### EXERCISE
Pull out every line of the items below that contains the word "indicate". Case counts.

### DATA LISTING
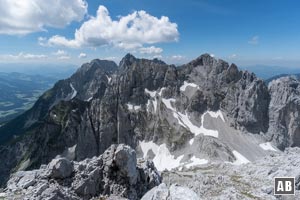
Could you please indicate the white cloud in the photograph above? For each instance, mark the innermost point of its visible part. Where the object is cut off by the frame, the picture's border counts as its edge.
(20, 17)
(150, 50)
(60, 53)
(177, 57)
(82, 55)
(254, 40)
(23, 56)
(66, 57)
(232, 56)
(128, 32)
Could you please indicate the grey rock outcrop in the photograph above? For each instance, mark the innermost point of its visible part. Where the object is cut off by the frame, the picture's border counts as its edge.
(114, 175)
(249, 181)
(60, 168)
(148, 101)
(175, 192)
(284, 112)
...
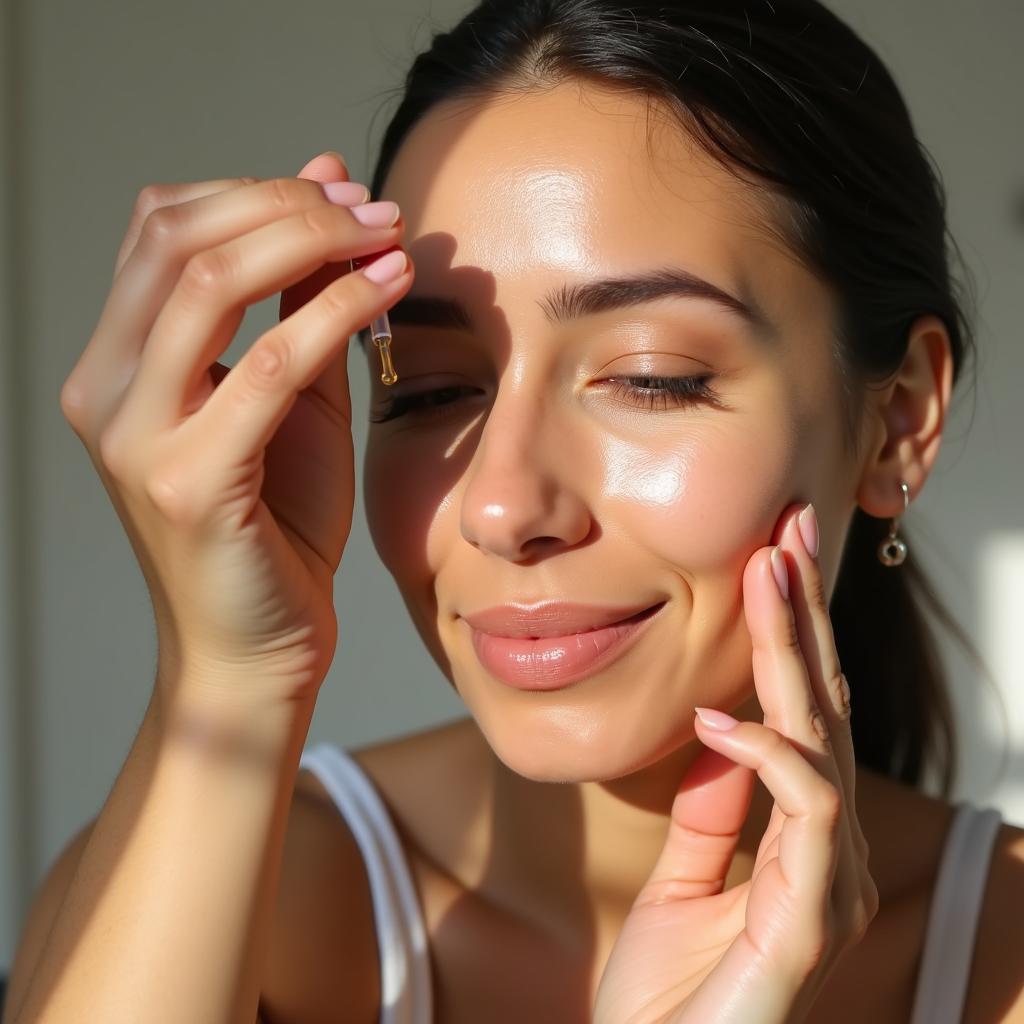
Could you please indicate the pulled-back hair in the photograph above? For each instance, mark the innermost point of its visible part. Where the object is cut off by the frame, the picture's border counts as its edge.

### RESPONSE TO THE EXERCISE
Could you please indicate the white cloud in the photograph above? For each instance, mark the innermost point of its visible part. Where the object is cut off by the frame, the picture's border counts as its edge.
Could you please indicate the grey rock outcrop in the photograph above? For each instance, mark the innermost point of its visible part. Where the object is cut off by the frame, the picture's border counts as its edge.
Could you please indicate the pulled-back hair in the photograph above? For each instance, mark the innermost point of its visible part. Where the object is cut off by the frame, the picture's border counts as its edge.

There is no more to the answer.